* _EXERCISE REQUIREMENTS_:
Can you quote exactly the stretch of lines from the one with "cherry blossom tree" through the final line of the material, both ends included?

══════

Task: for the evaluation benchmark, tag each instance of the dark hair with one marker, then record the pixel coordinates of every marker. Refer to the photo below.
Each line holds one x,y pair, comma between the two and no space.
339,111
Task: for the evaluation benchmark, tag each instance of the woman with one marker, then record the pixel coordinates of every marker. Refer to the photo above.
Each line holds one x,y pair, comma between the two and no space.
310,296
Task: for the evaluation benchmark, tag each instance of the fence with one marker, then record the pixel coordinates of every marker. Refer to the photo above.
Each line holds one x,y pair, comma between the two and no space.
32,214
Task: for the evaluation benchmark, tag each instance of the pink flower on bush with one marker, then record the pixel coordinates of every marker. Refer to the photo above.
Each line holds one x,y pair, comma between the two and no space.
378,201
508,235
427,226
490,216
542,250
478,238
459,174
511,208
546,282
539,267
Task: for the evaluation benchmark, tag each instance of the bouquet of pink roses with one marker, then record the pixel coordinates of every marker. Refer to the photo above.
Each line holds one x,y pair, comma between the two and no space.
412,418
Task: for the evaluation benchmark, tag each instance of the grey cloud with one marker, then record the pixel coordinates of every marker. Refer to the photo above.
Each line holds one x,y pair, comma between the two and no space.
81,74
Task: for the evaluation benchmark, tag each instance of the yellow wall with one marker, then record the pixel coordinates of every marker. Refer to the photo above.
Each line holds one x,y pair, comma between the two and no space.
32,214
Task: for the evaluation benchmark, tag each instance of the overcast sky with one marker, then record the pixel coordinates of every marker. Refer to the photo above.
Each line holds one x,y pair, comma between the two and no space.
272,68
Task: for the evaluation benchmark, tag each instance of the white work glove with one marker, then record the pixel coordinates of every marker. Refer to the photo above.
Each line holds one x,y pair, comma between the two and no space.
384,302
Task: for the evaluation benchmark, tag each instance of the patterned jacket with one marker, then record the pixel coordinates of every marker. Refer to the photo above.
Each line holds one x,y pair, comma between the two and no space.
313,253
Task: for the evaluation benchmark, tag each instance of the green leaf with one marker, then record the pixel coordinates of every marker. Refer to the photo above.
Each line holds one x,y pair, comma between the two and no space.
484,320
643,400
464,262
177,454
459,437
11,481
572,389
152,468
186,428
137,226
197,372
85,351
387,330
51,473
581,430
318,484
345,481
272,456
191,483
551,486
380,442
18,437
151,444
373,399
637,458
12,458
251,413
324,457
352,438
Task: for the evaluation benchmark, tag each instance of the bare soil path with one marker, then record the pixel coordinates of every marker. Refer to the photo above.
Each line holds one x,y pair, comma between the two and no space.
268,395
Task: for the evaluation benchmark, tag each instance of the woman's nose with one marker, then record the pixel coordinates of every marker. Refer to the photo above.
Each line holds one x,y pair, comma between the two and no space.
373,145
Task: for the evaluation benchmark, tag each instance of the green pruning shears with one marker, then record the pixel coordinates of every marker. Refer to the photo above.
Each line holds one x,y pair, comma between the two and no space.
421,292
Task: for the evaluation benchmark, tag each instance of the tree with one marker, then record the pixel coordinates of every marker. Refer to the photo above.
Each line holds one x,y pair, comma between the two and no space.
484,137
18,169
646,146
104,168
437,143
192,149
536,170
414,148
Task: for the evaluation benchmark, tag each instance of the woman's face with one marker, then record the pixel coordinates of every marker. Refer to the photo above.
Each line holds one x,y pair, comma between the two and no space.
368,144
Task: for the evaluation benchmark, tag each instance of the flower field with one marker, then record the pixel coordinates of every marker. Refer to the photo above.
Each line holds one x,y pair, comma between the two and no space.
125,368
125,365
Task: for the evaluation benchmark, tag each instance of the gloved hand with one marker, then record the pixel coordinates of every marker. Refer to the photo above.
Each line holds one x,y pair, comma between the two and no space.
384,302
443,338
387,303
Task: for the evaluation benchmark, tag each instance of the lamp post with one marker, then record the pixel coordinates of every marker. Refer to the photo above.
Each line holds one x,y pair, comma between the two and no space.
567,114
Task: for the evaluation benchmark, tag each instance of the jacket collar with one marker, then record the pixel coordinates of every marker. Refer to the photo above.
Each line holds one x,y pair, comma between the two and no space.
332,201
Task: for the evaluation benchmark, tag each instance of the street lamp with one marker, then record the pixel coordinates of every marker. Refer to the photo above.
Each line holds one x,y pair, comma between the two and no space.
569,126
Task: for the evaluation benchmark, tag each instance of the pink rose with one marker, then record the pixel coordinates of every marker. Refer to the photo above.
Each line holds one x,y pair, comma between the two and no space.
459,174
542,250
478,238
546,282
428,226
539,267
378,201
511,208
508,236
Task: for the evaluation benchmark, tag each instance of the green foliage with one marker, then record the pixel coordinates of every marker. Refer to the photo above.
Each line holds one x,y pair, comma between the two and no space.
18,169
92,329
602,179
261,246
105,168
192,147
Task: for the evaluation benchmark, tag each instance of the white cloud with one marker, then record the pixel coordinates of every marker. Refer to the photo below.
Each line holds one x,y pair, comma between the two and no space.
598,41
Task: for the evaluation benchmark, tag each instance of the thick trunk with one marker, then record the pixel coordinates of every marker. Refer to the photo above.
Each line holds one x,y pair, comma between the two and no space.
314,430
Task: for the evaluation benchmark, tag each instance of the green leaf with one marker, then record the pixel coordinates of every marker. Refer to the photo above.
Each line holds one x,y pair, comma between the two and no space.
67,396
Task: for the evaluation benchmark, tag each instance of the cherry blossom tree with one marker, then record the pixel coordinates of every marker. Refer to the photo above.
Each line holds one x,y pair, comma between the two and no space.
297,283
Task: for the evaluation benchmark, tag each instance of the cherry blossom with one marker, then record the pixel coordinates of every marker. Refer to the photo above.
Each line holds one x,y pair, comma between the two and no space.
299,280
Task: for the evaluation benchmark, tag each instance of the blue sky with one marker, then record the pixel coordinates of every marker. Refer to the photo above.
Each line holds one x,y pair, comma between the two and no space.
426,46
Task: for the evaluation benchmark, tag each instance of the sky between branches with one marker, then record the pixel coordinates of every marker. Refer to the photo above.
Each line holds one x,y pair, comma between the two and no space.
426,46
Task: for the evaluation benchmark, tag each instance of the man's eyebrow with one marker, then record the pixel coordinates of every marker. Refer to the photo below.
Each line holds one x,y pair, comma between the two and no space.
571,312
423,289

══════

* _EXERCISE SOLUTION_:
Task: for the evaluation benchmark, tag each instance of the cherry blossom tree with one marker, then record the pixel coordinates of every marker. Refer to the photo above.
Each line holds one x,y pair, comma between the two and no space.
297,283
Task: for the evaluation benchmark, tag each instance of the cherry blossom with one marker, then record the pixel coordinates of every marker. Refer to the photo above.
Each line holds one x,y pair, comma between the two and no space.
299,280
Task: for the evaluation benchmark, tag each instance of the blue sky with one marker, then record the pixel coordinates of every marker. Refer to the photo above.
Each line holds one x,y pair, comma between the two and no space.
426,46
Task: for the evaluation benchmark, tag each instance of the sky between branches with one marker, then record the pixel coordinates of every marker. Refer to the photo above.
Each line holds one x,y pair, comma between the two and no space.
426,46
Task: for the evaluation benchmark, tag each instance of the man's eyebrow with one marker, then record the pixel coordinates of every marker. Refer to the photo below.
Each line holds one x,y pair, comma between the two and no space.
571,312
423,289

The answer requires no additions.